# [TASK BRIEF]
Go over the data and keep only the lines that include "stage".

# [INFORMATION SHOWN]
----

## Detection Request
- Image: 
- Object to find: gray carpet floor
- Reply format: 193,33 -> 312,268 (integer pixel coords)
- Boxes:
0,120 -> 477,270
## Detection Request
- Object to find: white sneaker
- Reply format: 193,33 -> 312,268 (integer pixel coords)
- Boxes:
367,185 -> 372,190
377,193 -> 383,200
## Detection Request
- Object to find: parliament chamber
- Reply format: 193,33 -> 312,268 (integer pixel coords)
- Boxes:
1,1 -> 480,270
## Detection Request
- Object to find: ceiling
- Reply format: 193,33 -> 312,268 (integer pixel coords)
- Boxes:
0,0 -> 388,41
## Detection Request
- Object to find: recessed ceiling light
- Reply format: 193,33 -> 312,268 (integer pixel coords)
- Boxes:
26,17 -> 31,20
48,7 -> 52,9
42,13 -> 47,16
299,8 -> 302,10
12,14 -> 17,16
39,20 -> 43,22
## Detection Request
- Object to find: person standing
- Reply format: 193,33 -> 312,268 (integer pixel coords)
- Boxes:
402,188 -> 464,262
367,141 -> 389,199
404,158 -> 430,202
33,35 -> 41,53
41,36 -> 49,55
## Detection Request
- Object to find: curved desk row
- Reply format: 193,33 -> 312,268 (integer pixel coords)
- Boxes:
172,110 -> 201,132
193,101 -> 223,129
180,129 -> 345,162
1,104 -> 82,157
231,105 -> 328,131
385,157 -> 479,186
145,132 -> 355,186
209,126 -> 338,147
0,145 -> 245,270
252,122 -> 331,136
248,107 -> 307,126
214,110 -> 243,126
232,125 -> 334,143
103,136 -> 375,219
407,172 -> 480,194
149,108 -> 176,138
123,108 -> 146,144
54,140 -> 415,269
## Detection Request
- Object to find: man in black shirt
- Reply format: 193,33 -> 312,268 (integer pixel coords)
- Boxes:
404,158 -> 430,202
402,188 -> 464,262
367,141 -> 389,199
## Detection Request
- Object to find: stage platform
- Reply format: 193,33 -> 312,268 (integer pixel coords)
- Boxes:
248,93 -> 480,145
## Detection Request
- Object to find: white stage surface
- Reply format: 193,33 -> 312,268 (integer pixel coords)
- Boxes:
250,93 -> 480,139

----

# [RESPONSE FOR THIS EXERCISE]
- Object to find: stage platform
- Object to find: white stage surface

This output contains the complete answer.